▶ TASK BRIEF
From the entries, copy every line that carries the string "above".

Dataset entries

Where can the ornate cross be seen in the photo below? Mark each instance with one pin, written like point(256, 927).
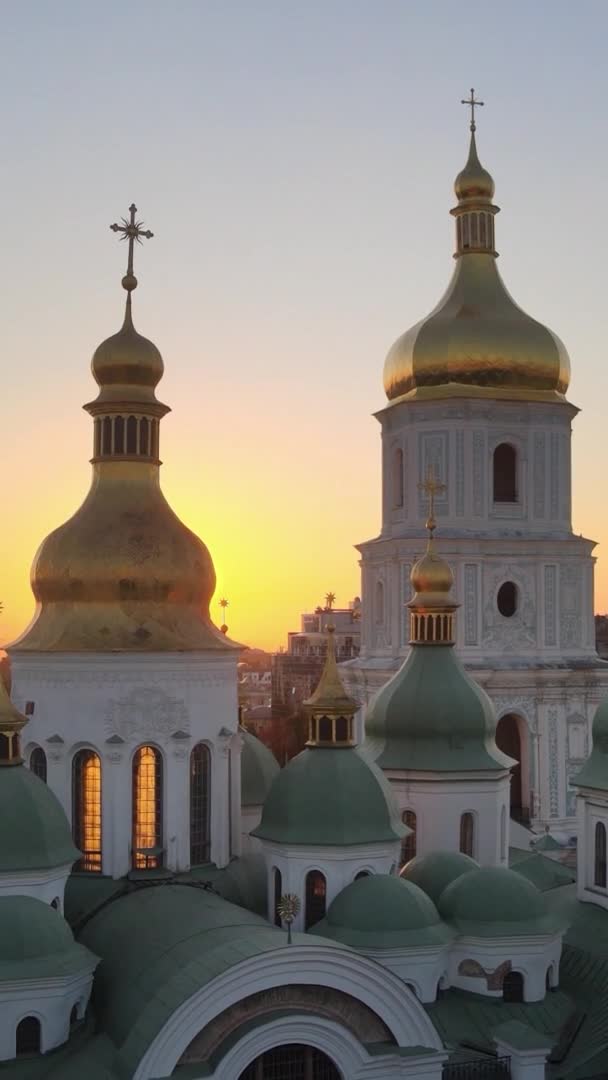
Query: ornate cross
point(471, 103)
point(432, 486)
point(131, 230)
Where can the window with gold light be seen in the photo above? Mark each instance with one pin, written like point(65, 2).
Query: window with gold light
point(147, 847)
point(86, 809)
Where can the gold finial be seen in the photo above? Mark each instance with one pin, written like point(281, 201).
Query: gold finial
point(431, 486)
point(131, 230)
point(471, 103)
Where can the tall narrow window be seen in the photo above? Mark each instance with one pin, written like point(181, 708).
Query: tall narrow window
point(27, 1040)
point(315, 898)
point(278, 883)
point(147, 809)
point(200, 774)
point(467, 834)
point(599, 867)
point(397, 477)
point(38, 763)
point(504, 468)
point(86, 809)
point(408, 842)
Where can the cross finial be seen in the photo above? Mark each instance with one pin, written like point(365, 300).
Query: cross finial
point(131, 230)
point(432, 486)
point(471, 103)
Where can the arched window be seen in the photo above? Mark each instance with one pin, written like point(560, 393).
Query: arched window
point(379, 603)
point(27, 1040)
point(599, 862)
point(278, 883)
point(315, 898)
point(408, 842)
point(200, 805)
point(86, 809)
point(147, 842)
point(132, 435)
point(513, 986)
point(397, 477)
point(38, 763)
point(119, 435)
point(504, 473)
point(467, 834)
point(292, 1060)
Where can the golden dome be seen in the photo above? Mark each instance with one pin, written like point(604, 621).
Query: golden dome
point(123, 572)
point(476, 342)
point(126, 366)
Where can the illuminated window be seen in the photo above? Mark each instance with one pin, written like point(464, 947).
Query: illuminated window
point(315, 898)
point(86, 809)
point(200, 777)
point(467, 834)
point(147, 808)
point(599, 868)
point(28, 1036)
point(38, 763)
point(408, 842)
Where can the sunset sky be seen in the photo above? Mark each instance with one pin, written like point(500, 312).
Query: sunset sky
point(295, 161)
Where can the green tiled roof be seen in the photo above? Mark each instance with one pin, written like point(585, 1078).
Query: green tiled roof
point(332, 797)
point(258, 769)
point(35, 833)
point(382, 912)
point(432, 716)
point(159, 945)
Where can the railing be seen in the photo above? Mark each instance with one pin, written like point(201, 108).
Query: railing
point(480, 1068)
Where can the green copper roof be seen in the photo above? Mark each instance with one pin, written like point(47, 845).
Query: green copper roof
point(258, 769)
point(382, 912)
point(35, 833)
point(432, 716)
point(434, 872)
point(495, 902)
point(594, 772)
point(160, 945)
point(330, 796)
point(36, 942)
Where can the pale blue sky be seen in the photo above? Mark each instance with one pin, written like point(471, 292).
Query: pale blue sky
point(295, 162)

▶ EXPECTED ANSWER
Where can the window with gold light be seen in the photo above? Mark each instance with one pin, written like point(65, 2).
Where can the gold finial be seen in the photo above? Mark each instance with one pin, written like point(281, 201).
Where can the tall narrow window be seen in the photo above? Mark each instance with one pin, written like point(181, 708).
Where can the cross finial be seen in the photo above? Mark each instance with one pin, written like point(365, 300).
Where can the arched window be seen in the photo above? Mark each instance with one pin, written like point(560, 393).
Where can the golden dome be seen in the photo above? Mark each instance with one pin, written like point(604, 621).
Where can the illuminated window be seen in the photo above? Mark each instance with one pin, written like point(464, 947).
Where can the sunset sky be seen in the photo above? Mark each instance with one pin, written like point(500, 312).
Where can the green tiled roof be seen in the photo above? Mark each instance with one pin, written like point(585, 1078).
Where can the railing be seen in the photo above? Mark each instance with one pin, written like point(201, 108).
Where can the green copper roof be seen in the photo above? Mark each instance with one pin, written like point(47, 845).
Where can the pale blue sky be seen in the photo above? Mark each instance with one pin, written like point(471, 292).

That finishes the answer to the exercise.